[SELECTED EXTRACT — start]

There are 15 parts and counting to this interview with writer, scientist Leonard Mlodinow (they are all about a page long). He’s wrote The Drunkard’s Walk, which I’ve ordered from Amazon — it sounds similar to Taleb’s The Black Swan, which was fantastic and crystallized some thoughts that had been racing around in the ether of my brain. Saving this one down as I particularly liked Mlodinow’s commentary on writing here.

For the rest, here’s the current directory:

  1. part 1
  2. part 2
  3. part 3
  4. part 4
  5. part 5
  6. part 6
  7. part 7
  8. part 8
  9. part 9
  10. part 10
  11. part 11
  12. part 12
  13. part 13
  14. part 14
  15. part 15

Also mentioned in part 15 is a documentary about Cal-Tech basketball that sounds intriguing — it is called “Quantum Hoops.” Might be worth renting.

MLODINOW I think that in a way . . . I guess there’s two components to being able to write. One is your natural proclivity, I try not to say talent, but it’s your voice or the way you express yourself. And the other is the craft part of it that you learn by doing. I think I always had a good sense of humor and maybe a way to say things colorfully or think in terms of dramatic or powerful situations and I guess that’s the first part and served well. The other part is the things you learn as you go, such as what puts people to sleep or how to abandon what you think are good ideas but really aren’t. That’s a hard lesson to learn because it’s difficult to let go of things you might like and to realize that it just doesn’t belong or goes on too far or the idea that sometimes it’s hard to recognize things that may be good but just don’t belong there–that are tangents and they take away the dramatic thrust of where you’re going and they really have to be cut even though they’re good and you like them. You know, lessons like that, lessons about pacing–you learn by doing, by failing. You learn more about pacing, all sorts of technical aspects of writing, whether its fiction or nonfiction or TV or books; there are certain principles that you just learn by repeatedly doing and doing wrong and realizing, absorbing what went wrong and fixing it and you grow that way. In book writing you’re able to do that a lot with rough drafts so a lot of your mistakes don’t end up getting published–you know? TV writing can be so fast that often you don’t see the problems with the script until you actually watch it on the air and then you go, ‘Next time I think I won’t have that guy climbing the stairs for four minutes in the middle of the scene; I think five seconds is enough to get the idea across.’

ROBERTS Yes, that kind of brings us back to the very beginning. I feel like somehow the times have changed and people are smarter. Now you can make a living from what you’re doing. You’re writing this very entertaining intellectual history; finally there’s a market for it. Finally people are smart enough to be at your level so that you can write a book that you respect but you can get a wide enough audience.

[SELECTED EXTRACT — finish]
[EXTRACTED ENTRIES — start]

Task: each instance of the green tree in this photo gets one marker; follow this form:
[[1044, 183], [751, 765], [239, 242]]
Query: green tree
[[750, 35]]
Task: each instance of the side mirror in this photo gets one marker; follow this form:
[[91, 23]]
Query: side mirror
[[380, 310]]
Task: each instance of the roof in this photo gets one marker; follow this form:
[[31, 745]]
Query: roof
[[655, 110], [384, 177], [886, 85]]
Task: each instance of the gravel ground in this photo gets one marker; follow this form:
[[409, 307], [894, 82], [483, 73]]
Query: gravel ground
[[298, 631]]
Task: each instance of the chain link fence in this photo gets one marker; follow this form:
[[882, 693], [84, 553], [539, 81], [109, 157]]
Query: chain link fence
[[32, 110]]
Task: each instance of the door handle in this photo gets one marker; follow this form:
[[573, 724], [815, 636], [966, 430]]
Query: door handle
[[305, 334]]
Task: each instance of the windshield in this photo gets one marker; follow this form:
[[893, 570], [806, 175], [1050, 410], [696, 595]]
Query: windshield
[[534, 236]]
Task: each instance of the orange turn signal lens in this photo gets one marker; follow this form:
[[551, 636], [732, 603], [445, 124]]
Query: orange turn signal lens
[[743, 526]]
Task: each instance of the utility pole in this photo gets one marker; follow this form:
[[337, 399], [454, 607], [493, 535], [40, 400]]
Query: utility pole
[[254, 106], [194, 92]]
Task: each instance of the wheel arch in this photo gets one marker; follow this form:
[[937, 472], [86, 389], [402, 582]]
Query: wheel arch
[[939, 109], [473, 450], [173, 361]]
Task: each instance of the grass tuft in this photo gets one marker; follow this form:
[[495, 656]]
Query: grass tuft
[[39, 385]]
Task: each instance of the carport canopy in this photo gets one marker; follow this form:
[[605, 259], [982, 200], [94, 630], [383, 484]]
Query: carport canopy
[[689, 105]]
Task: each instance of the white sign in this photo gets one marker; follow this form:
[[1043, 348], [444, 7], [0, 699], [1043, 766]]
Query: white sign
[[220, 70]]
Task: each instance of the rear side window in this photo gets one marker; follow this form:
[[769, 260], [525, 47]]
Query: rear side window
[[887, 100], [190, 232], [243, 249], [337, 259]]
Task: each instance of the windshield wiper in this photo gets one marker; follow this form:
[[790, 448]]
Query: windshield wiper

[EXTRACTED ENTRIES — finish]

(WHAT YOU NEED TO DO):
A - In the Mlodinow interview post, reproduce everything from "ROBERTS Yes, that" down to "wide enough audience.".
B - According to the Mlodinow interview post, why do many of a book writer's mistakes never end up getting published?
C - What is the name of the documentary mentioned in part 15 of the interview, according to the Mlodinow interview post?

(SOLUTION LIST):
A -
ROBERTS Yes, that kind of brings us back to the very beginning. I feel like somehow the times have changed and people are smarter. Now you can make a living from what you’re doing. You’re writing this very entertaining intellectual history; finally there’s a market for it. Finally people are smart enough to be at your level so that you can write a book that you respect but you can get a wide enough audience.

B - Book writers can learn by doing through rough drafts. Their mistakes get caught and fixed in those drafts before publication.

C - "Quantum Hoops," a documentary about Cal-Tech basketball.